Problem description >>
Omit the pictures and return every entry exactly as written.

[Stored data]
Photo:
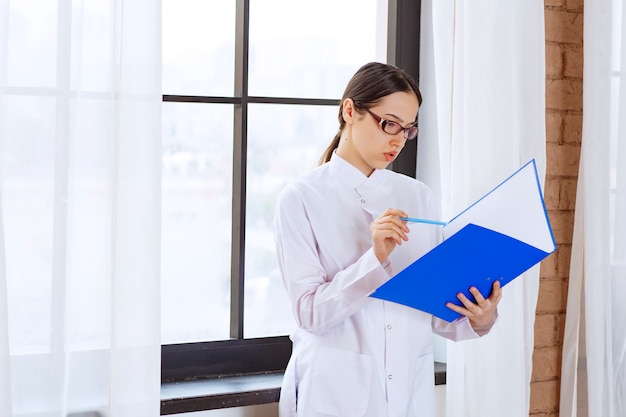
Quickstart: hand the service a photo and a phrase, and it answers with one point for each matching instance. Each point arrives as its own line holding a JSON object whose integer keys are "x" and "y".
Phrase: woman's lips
{"x": 390, "y": 156}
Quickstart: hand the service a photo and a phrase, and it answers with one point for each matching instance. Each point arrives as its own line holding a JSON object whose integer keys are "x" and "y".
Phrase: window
{"x": 251, "y": 89}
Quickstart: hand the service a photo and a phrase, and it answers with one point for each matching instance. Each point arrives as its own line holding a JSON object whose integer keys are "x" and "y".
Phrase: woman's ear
{"x": 348, "y": 111}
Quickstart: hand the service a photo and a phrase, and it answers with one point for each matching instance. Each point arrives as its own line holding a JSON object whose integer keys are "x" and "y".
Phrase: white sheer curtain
{"x": 593, "y": 377}
{"x": 483, "y": 79}
{"x": 80, "y": 153}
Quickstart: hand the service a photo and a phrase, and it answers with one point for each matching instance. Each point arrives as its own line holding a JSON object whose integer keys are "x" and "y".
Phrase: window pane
{"x": 198, "y": 47}
{"x": 279, "y": 150}
{"x": 196, "y": 221}
{"x": 311, "y": 49}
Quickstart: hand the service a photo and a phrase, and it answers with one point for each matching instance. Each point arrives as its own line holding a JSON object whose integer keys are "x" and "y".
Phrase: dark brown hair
{"x": 368, "y": 85}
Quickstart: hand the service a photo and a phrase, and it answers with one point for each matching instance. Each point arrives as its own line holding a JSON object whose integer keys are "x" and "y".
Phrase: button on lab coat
{"x": 354, "y": 355}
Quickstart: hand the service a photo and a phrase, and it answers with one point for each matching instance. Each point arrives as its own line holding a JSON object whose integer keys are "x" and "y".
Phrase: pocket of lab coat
{"x": 341, "y": 382}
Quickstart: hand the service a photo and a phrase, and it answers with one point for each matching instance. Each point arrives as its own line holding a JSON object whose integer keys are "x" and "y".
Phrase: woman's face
{"x": 363, "y": 142}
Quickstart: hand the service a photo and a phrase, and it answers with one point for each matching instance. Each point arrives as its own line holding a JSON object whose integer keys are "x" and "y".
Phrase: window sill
{"x": 233, "y": 391}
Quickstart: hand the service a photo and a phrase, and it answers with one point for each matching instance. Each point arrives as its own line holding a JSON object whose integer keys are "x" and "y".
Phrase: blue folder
{"x": 502, "y": 248}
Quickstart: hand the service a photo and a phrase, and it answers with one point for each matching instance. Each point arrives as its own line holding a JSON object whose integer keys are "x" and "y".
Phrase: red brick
{"x": 545, "y": 330}
{"x": 564, "y": 94}
{"x": 562, "y": 160}
{"x": 552, "y": 296}
{"x": 546, "y": 363}
{"x": 554, "y": 125}
{"x": 572, "y": 128}
{"x": 572, "y": 61}
{"x": 564, "y": 26}
{"x": 562, "y": 223}
{"x": 554, "y": 60}
{"x": 544, "y": 396}
{"x": 567, "y": 193}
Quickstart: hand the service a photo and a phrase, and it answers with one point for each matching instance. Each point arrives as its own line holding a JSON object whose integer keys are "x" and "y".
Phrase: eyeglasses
{"x": 393, "y": 128}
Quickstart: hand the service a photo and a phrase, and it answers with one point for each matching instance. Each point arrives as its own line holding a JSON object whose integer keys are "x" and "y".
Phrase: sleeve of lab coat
{"x": 319, "y": 301}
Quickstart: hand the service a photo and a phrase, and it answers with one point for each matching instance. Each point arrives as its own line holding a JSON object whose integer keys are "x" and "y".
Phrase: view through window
{"x": 300, "y": 57}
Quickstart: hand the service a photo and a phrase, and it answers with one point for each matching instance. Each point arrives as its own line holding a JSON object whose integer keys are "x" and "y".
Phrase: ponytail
{"x": 331, "y": 148}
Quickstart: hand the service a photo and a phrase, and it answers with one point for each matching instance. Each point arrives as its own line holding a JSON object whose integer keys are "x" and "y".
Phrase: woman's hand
{"x": 387, "y": 232}
{"x": 483, "y": 312}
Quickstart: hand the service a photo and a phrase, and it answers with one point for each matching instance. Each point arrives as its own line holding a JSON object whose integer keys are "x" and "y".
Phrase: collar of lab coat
{"x": 349, "y": 174}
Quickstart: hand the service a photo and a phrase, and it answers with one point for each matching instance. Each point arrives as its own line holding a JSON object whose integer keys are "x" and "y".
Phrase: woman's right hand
{"x": 387, "y": 232}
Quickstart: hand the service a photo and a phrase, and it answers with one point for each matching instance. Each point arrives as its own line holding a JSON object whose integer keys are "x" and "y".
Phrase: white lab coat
{"x": 353, "y": 355}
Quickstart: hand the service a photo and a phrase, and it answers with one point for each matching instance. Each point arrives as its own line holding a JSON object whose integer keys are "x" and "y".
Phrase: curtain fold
{"x": 80, "y": 157}
{"x": 593, "y": 378}
{"x": 483, "y": 76}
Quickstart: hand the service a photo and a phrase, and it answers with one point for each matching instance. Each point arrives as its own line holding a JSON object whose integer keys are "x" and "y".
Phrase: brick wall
{"x": 564, "y": 72}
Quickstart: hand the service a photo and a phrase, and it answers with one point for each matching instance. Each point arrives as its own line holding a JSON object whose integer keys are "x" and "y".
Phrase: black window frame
{"x": 241, "y": 356}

Exercise output >>
Photo:
Quickstart: hand the service a photo and a phrase, and it answers with one point for each matching instance. Each point arrives as its own line holding a JSON object whose integer keys are "x" and "y".
Phrase: woman's lips
{"x": 390, "y": 156}
Quickstart: hand the service a photo and a phrase, and it answers with one point for each matching instance. Each point arrives as its own line holding a JSON object whose integer keys are "x" and "y".
Phrase: window
{"x": 251, "y": 89}
Quickstart: hand the service a photo and a phrase, and it answers with one point for each matching instance. Each point arrives as its own line holding a JSON object whose integer keys are "x" and "y".
Phrase: woman's ear
{"x": 348, "y": 111}
Quickstart: hand the service a photo and a phrase, and it answers with one point for each matching instance. Each point arrives as its own line holding a JSON object whose integer keys are "x" and "y".
Phrase: white sheer curtain
{"x": 593, "y": 377}
{"x": 483, "y": 79}
{"x": 80, "y": 153}
Quickstart: hand the service a photo and a phrase, and it answers with one point for each matching instance. Each point arrives as its own line holding a JSON object whose integer keys are "x" and "y".
Phrase: window pane
{"x": 198, "y": 47}
{"x": 279, "y": 150}
{"x": 196, "y": 221}
{"x": 311, "y": 49}
Quickstart: hand the service a photo and a phrase, and it answers with one point for each matching instance. Each point arrives as its own line holding a JSON object whose integer keys are "x" and "y".
Phrase: dark brown hair
{"x": 368, "y": 85}
Quickstart: hand the service a photo and a phrase, and it answers with one point for each matching instance. Each point arrives as its own line holding a JSON object whose integer keys are "x" and "y".
Phrase: button on lab coat
{"x": 354, "y": 355}
Quickstart: hand the service a photo and a phrase, and it answers with one point for each matching instance. Each point arrives as its own line holding a JSON object whose integer keys are "x" and "y".
Phrase: pocket of lab coat
{"x": 341, "y": 382}
Quickstart: hand the service a photo and a phrase, and it answers with one point for each matching instance. Each point arrives as its own line holding a JSON object whose integer keys are "x" and "y".
Phrase: woman's face
{"x": 363, "y": 142}
Quickstart: hand the service a photo and a phrase, and it answers with one point for each matching instance. Each point arrives as its own line holding a JSON object whose integer keys are "x" and "y".
Phrase: window sill
{"x": 233, "y": 391}
Quickstart: hand the service a photo and a phrase, and it answers with one point for each matching instance. Each point arrives as its own line holding a JSON object whose integer keys are "x" and "y".
Phrase: blue folder
{"x": 502, "y": 248}
Quickstart: hand the service a photo and a phrase, and it answers with one point for each matching instance. Each point arrives as its own line holding a JSON object whose integer keys are "x" and "y".
Phrase: red brick
{"x": 545, "y": 330}
{"x": 564, "y": 94}
{"x": 562, "y": 160}
{"x": 552, "y": 296}
{"x": 546, "y": 363}
{"x": 554, "y": 125}
{"x": 572, "y": 128}
{"x": 572, "y": 61}
{"x": 564, "y": 26}
{"x": 562, "y": 223}
{"x": 554, "y": 60}
{"x": 544, "y": 396}
{"x": 567, "y": 193}
Quickstart: hand the service a photo and a phrase, and it answers with one point for each matching instance. Each point arrives as its own line holding a JSON object whose integer keys are "x" and "y".
Phrase: eyeglasses
{"x": 393, "y": 128}
Quickstart: hand the service a photo and a phrase, and it answers with one point for each matching instance. Each point arrives as its own line holding a JSON object whose integer keys are "x" and "y".
Phrase: sleeve of lab coat
{"x": 319, "y": 301}
Quickstart: hand the service a photo and a phrase, and it answers with one point for each matching instance. Each point arrives as its own line holding a JSON object whose integer keys are "x" and "y".
Phrase: view through window
{"x": 300, "y": 57}
Quickstart: hand the service a photo and a phrase, and it answers with one point for each matching instance. Each point arrives as its own line holding a JSON object whose integer keys are "x" and "y".
Phrase: ponytail
{"x": 331, "y": 148}
Quickstart: hand the service a photo and a phrase, and it answers with one point for each matching instance. Each point arrives as its own line holding a JSON object whose integer keys are "x" and "y".
Phrase: woman's hand
{"x": 387, "y": 232}
{"x": 483, "y": 312}
Quickstart: hand the service a photo and a phrase, and it answers with one point for each matching instance. Each point arrives as its own line holding a JSON object whose integer keys are "x" and "y".
Phrase: collar of lab coat
{"x": 349, "y": 174}
Quickstart: hand the service a photo and a phrase, and it answers with one point for each matching instance. Each point arrives as its own line holding a JSON object whose integer keys are "x" and "y".
Phrase: woman's right hand
{"x": 387, "y": 232}
Quickstart: hand the service a photo and a phrase, and it answers with one point for each matching instance. Each point arrives as its own line holding a JSON object whose integer keys are "x" and "y".
Phrase: white lab coat
{"x": 353, "y": 355}
Quickstart: hand the service a photo and a phrase, and it answers with one point for each matching instance. Each point arrives as its own line holding a JSON object whose integer keys are "x" and "y".
Phrase: curtain fold
{"x": 80, "y": 157}
{"x": 593, "y": 378}
{"x": 483, "y": 76}
Quickstart: hand the service a photo and a phrase, and it answers with one point for each matching instance. Each point arrives as its own line holding a JSON object whose integer keys are "x" and "y".
Phrase: brick wall
{"x": 564, "y": 72}
Quickstart: hand the service a photo and a phrase, and it answers with one point for each matching instance. Each point arrives as its own line holding a JSON object whose integer keys are "x" and "y".
Phrase: black window frame
{"x": 241, "y": 356}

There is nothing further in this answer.